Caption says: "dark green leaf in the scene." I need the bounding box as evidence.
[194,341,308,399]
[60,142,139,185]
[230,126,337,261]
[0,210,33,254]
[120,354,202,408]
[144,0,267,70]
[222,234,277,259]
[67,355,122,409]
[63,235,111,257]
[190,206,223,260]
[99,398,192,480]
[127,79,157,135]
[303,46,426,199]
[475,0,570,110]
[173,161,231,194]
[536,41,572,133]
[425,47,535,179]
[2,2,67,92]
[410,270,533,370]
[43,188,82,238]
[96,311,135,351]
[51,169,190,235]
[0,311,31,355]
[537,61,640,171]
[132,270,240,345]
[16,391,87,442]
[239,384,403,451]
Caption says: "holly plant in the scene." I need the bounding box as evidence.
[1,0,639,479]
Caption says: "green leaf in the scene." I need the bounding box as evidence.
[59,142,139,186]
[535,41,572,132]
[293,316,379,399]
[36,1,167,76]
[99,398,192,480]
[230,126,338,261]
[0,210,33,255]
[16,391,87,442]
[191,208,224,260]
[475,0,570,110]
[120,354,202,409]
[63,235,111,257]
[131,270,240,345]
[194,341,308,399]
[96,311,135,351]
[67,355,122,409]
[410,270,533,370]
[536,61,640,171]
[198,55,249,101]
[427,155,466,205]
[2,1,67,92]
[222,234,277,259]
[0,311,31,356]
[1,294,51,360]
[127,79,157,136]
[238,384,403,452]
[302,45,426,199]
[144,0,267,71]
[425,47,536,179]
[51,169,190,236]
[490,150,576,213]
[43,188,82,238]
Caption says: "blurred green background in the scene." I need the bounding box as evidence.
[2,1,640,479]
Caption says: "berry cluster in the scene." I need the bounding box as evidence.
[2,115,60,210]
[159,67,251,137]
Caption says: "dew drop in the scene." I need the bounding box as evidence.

━━━━━━━━━━━━━━━━

**WHAT IS BEING ASKED**. Repeat exactly the lines from the one containing "cluster in the" to the end of the records.

**SOLUTION FOR THIS TASK**.
Caption says: "berry cluster in the scene." I need the bounding box as evidence.
[2,115,60,210]
[159,67,251,137]
Caption says: "dew drop in the scene." I need the bounding box as evidence.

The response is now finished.